• **To do**
Begin at the line containing "an instance may be in several separate parts" in the data below and go on through the line containing "output: a list", repeating each line exactly; include both ends and no other line.

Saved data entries
_ _ _
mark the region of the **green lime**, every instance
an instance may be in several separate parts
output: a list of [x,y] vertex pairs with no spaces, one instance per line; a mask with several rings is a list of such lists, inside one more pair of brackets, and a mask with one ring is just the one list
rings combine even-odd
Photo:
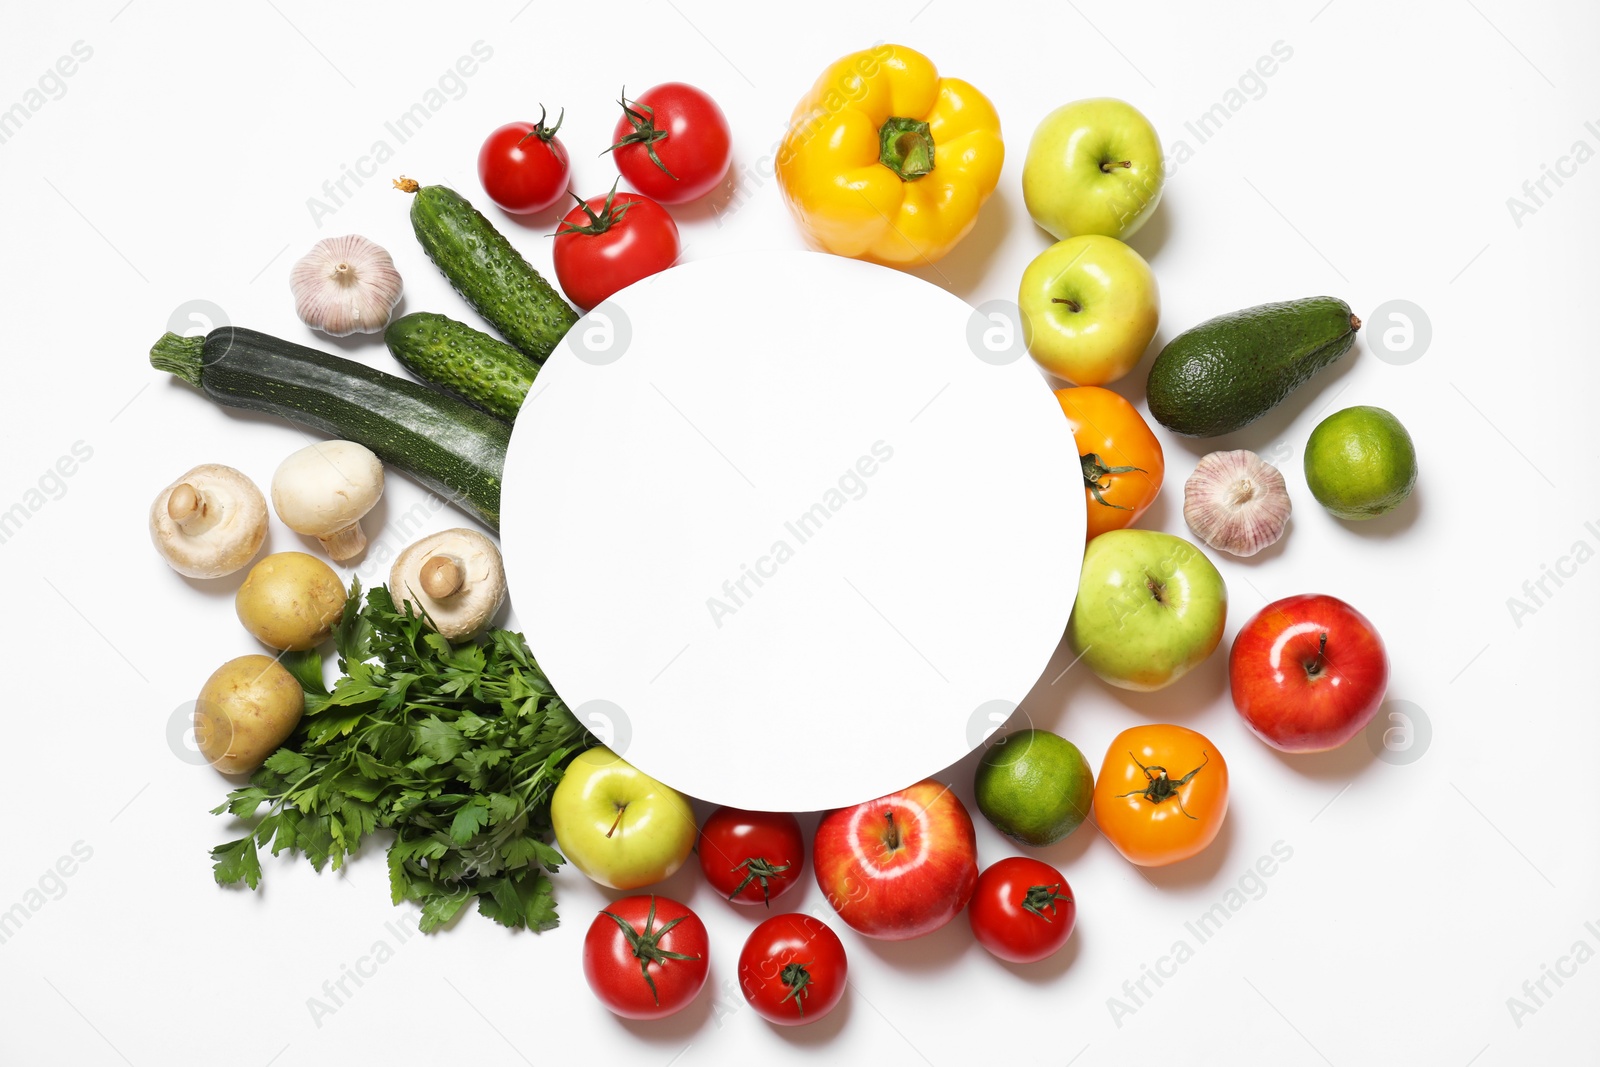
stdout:
[[1024,845],[1048,845],[1089,814],[1094,772],[1078,746],[1048,730],[1018,730],[978,761],[978,810]]
[[1306,485],[1341,519],[1393,511],[1417,484],[1417,450],[1400,420],[1382,408],[1335,411],[1306,441]]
_ _ _
• **Reply to the task**
an instance may be in several separate parts
output: a list of [x,y] vertex pairs with no spaces, one instance per line; a mask with several rings is a list of such lists, inside one more pair of brackets, and a mask with one ring is just the one list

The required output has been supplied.